**Dataset entries:**
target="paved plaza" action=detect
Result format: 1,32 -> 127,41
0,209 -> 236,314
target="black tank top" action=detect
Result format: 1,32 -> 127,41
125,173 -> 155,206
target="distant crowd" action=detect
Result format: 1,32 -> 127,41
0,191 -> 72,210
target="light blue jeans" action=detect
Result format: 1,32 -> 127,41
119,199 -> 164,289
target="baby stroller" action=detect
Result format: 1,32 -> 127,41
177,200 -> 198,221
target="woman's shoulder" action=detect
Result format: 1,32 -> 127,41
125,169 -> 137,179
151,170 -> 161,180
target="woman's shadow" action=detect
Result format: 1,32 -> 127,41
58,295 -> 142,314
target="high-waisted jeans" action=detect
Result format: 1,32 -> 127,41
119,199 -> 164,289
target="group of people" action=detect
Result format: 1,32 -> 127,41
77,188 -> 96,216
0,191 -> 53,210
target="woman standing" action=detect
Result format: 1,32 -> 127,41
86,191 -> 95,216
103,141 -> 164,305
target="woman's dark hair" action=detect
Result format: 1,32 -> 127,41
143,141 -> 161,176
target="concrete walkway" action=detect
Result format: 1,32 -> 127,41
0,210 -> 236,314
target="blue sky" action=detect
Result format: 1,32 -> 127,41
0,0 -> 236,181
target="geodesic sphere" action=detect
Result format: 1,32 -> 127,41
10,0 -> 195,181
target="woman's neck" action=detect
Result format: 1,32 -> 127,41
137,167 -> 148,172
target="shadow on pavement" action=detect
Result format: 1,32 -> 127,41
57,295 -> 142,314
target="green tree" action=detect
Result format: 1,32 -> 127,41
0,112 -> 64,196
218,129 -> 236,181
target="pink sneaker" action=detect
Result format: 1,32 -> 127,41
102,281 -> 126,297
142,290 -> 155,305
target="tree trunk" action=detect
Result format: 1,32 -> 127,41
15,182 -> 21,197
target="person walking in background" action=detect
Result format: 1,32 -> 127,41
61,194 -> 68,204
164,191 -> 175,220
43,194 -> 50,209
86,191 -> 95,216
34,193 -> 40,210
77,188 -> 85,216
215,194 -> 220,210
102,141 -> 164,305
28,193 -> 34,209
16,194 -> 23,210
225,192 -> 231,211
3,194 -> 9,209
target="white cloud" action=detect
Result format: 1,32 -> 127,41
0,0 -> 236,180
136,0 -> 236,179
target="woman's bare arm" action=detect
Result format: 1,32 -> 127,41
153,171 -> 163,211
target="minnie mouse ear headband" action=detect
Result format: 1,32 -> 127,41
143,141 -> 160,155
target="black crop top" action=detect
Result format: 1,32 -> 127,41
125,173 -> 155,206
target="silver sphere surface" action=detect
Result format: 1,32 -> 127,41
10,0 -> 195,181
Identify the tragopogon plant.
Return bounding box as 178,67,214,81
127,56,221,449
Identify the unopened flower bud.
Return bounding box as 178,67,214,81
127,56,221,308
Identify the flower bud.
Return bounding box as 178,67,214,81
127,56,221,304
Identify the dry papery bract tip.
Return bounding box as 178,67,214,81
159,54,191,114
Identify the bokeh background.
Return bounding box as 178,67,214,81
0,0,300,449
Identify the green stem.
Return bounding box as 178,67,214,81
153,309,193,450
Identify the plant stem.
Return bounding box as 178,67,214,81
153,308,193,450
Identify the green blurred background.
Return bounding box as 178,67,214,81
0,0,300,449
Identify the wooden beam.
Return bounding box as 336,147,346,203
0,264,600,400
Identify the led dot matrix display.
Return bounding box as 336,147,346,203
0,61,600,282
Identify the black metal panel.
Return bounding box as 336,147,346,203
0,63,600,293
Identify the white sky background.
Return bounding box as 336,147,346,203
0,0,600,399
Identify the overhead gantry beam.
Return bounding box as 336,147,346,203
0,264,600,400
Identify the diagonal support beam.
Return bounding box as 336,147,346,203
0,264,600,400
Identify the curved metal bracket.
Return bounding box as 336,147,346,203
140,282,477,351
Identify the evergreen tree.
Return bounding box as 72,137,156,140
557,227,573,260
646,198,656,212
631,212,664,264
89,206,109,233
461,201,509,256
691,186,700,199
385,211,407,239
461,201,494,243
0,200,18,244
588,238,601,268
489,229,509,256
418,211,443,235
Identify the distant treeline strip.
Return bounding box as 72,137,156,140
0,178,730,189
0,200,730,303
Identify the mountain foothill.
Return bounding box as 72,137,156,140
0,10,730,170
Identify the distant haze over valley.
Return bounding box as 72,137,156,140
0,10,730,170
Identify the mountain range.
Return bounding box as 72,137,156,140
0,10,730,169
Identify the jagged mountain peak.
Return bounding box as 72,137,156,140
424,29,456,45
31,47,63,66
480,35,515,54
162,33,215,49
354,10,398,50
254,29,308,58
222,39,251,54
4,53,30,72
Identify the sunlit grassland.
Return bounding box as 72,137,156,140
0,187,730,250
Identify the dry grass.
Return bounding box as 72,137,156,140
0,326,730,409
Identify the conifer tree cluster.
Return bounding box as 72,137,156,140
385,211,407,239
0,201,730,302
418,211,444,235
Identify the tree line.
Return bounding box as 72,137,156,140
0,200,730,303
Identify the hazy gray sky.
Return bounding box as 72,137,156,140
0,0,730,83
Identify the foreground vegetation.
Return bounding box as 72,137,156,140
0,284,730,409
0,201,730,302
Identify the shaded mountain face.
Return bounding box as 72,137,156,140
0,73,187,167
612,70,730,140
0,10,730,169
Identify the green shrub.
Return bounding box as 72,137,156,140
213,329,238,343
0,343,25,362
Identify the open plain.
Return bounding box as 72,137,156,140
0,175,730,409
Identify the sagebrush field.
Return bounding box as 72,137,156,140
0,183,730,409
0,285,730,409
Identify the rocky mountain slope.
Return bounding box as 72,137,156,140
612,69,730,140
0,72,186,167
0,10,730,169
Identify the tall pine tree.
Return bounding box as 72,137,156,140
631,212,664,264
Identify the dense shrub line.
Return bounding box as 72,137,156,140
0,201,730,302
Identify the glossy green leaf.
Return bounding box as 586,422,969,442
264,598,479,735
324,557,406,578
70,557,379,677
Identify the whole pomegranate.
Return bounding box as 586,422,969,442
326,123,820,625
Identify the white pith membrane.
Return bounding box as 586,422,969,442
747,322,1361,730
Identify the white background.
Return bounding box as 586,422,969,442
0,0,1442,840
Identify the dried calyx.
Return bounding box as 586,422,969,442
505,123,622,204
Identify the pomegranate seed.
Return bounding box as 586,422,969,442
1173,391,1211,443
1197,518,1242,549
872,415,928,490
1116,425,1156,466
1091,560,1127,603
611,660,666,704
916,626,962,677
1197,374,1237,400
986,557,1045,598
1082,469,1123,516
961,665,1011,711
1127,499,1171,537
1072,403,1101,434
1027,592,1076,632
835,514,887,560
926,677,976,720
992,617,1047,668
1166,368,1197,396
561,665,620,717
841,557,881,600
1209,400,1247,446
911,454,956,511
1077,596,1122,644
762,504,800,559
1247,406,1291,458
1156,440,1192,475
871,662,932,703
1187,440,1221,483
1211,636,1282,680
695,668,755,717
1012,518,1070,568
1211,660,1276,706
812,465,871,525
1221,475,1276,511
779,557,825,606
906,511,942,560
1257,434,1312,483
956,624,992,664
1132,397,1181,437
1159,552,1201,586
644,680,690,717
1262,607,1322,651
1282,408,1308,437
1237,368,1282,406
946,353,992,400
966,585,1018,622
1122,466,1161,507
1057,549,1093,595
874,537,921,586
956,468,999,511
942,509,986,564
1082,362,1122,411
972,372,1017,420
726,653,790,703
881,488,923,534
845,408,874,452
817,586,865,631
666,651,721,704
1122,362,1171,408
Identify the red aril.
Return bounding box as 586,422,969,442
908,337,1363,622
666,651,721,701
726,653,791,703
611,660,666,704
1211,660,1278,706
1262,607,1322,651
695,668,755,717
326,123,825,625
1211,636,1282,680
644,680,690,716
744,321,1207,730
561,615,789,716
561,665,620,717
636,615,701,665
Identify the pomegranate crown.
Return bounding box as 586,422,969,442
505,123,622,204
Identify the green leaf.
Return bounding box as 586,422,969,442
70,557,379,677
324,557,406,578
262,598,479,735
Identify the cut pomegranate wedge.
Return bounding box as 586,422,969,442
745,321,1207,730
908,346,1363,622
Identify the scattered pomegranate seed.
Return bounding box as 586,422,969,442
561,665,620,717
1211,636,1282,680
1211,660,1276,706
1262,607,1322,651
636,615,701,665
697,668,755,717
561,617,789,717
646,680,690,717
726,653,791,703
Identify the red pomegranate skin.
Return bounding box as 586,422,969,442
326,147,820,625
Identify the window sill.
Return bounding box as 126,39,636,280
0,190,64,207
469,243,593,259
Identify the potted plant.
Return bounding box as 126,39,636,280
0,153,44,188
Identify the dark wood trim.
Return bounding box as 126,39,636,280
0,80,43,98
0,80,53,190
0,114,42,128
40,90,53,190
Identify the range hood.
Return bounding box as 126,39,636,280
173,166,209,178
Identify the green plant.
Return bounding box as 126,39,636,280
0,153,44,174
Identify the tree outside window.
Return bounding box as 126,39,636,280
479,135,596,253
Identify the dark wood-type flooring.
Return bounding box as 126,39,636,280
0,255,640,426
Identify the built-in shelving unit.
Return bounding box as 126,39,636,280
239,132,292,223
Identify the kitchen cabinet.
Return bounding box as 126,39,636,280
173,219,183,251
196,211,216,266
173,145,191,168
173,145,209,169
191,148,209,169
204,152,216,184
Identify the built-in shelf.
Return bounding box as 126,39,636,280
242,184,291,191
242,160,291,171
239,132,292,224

**Goal:** Reproduce verbatim the part of the listing above that opens with its first line and closes with the line containing "151,170 -> 161,180", both ends included.

**Task solution:**
target="paved plaza" action=detect
Result format: 1,32 -> 127,41
0,209 -> 236,314
target="black tank top" action=detect
Result format: 1,32 -> 127,41
125,173 -> 155,206
target="distant crowd" action=detect
Result format: 1,32 -> 127,41
0,191 -> 72,210
target="light blue jeans" action=detect
Result format: 1,32 -> 127,41
119,199 -> 164,289
target="baby stroller" action=detect
Result format: 1,32 -> 127,41
177,200 -> 198,221
target="woman's shoulder" action=detect
Result format: 1,32 -> 127,41
125,169 -> 137,179
151,170 -> 161,180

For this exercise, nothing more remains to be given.